# Exercise goal:
Can you return, in full, each line of the records below that contains the word "gray"?

Object detection data:
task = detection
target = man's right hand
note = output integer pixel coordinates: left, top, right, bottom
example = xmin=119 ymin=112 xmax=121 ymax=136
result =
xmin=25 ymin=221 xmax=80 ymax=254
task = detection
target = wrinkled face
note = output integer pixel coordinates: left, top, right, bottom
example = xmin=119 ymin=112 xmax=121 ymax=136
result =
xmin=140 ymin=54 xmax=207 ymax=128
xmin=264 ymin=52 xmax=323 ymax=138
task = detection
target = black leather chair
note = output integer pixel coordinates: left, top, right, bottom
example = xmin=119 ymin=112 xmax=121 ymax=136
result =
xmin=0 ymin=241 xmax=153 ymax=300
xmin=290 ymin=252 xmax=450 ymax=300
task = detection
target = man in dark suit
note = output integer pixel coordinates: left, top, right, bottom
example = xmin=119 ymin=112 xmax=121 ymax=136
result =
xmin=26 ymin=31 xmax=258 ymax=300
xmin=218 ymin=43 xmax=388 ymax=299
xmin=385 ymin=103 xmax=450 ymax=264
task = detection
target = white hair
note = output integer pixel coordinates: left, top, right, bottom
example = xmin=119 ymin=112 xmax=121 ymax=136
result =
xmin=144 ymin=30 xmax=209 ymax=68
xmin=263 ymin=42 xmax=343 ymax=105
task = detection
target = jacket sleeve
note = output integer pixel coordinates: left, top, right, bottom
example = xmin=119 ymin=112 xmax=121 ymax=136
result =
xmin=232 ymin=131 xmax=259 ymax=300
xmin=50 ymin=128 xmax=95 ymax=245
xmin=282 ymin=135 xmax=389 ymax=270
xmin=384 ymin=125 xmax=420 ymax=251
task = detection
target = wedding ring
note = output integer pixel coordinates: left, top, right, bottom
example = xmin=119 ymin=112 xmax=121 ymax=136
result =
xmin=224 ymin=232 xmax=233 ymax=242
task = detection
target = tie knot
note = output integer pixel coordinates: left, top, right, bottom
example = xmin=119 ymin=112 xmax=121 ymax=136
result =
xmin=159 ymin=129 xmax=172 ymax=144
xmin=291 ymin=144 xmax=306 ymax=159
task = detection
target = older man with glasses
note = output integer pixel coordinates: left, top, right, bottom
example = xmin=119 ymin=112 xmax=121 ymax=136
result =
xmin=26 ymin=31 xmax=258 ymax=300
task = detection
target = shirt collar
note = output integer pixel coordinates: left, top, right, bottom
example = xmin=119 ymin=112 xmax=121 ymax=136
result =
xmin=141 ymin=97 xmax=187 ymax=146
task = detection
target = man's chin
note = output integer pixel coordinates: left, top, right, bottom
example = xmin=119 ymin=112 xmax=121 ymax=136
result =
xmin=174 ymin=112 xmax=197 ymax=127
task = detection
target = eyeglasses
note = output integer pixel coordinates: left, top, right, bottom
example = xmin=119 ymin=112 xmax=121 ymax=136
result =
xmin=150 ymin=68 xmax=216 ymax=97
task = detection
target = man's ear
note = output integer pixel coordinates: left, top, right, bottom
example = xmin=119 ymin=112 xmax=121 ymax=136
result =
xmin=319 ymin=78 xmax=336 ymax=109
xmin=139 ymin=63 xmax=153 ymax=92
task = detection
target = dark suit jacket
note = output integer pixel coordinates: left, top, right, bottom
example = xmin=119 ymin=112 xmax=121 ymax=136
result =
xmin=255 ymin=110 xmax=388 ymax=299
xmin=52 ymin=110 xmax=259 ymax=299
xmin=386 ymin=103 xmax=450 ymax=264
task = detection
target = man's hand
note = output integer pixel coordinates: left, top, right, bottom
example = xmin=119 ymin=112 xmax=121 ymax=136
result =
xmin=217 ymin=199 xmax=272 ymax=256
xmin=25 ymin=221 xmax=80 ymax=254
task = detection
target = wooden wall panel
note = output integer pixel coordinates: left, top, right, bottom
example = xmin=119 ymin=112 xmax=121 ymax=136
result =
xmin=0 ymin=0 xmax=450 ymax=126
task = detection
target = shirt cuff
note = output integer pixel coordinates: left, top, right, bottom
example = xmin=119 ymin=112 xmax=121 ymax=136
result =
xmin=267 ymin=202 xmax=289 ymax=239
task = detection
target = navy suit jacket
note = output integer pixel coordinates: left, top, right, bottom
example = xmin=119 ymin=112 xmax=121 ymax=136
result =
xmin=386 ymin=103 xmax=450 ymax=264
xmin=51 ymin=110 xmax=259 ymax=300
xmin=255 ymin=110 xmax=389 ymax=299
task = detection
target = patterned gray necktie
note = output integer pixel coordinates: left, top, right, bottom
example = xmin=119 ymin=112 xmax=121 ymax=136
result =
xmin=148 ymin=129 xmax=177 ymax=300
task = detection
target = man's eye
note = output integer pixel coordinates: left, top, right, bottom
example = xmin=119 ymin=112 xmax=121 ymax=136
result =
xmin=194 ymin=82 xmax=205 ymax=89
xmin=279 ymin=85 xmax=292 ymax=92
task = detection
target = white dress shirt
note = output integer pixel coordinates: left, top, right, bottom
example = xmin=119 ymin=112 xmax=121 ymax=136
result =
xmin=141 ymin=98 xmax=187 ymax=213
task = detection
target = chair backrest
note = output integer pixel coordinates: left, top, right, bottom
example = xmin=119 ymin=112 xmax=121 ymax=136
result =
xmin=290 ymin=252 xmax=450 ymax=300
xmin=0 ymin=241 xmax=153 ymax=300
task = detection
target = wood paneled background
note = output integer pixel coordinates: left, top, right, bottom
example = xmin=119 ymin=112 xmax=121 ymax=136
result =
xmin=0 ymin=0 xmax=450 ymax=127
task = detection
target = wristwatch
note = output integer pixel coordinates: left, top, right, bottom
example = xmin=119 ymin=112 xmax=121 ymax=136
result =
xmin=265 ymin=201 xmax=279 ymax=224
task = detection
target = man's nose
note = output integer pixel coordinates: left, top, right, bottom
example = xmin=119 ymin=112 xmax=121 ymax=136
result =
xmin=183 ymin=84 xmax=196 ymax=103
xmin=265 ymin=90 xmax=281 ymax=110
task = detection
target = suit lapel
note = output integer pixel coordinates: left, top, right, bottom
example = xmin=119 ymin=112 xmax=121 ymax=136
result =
...
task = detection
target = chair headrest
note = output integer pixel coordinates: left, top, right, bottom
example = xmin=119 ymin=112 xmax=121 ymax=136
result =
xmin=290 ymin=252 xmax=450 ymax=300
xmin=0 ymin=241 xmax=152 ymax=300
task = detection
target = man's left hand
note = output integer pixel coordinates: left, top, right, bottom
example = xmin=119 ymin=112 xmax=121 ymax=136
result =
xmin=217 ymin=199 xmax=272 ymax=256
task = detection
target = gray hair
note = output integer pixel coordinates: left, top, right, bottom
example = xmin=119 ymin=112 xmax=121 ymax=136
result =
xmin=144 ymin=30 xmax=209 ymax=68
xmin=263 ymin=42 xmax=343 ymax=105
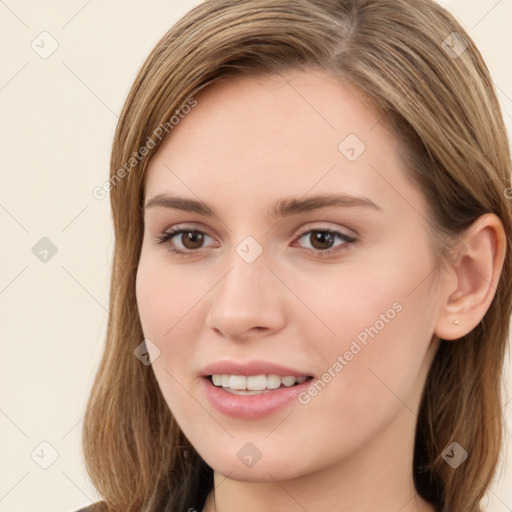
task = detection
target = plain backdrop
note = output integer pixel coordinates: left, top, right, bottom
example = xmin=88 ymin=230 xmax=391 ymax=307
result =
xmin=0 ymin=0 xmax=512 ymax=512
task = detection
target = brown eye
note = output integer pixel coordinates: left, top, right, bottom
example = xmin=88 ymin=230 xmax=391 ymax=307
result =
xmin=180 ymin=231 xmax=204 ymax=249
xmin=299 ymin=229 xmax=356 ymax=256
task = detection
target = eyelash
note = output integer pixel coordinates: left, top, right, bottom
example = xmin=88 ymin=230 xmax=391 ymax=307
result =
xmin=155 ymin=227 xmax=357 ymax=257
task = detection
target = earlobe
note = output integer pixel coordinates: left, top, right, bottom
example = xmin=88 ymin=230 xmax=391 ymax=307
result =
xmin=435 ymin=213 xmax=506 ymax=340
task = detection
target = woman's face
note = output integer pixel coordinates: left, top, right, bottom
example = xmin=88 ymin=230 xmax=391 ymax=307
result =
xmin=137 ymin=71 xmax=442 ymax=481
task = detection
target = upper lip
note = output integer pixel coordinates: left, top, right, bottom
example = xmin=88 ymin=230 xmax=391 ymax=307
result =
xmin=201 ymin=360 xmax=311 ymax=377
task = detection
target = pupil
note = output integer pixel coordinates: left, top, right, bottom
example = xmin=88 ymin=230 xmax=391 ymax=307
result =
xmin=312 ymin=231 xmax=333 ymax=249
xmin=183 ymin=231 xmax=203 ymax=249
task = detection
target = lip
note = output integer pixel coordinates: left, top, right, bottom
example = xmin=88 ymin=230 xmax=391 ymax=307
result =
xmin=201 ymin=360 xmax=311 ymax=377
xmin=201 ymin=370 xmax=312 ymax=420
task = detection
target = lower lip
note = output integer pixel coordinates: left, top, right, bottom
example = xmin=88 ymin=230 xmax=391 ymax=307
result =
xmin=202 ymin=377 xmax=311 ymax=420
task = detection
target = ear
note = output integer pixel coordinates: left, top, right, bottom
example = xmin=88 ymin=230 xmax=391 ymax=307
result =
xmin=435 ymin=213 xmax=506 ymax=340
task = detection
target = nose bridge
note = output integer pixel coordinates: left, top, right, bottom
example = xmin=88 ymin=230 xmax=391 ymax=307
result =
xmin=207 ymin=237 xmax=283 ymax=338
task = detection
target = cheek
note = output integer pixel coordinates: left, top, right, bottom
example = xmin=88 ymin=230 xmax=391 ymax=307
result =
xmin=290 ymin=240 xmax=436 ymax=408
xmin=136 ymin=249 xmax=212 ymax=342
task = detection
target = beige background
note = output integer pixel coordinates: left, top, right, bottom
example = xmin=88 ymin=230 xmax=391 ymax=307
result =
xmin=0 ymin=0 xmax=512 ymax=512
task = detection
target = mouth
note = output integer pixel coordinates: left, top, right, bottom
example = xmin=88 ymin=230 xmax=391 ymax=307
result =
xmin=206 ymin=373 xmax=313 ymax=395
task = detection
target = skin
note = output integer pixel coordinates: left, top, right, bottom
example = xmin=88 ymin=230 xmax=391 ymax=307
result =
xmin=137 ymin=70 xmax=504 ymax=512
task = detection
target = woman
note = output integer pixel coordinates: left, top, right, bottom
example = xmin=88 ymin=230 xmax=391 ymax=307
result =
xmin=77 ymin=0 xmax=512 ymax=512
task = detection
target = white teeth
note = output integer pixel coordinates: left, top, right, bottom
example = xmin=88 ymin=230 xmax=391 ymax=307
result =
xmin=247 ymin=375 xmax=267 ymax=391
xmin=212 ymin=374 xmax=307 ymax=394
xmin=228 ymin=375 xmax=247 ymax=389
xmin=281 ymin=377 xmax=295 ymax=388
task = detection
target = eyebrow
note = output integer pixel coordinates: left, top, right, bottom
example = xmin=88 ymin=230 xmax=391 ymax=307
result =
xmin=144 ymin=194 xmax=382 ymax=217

# Solved problem:
target = patterned gray necktie
target = gray hair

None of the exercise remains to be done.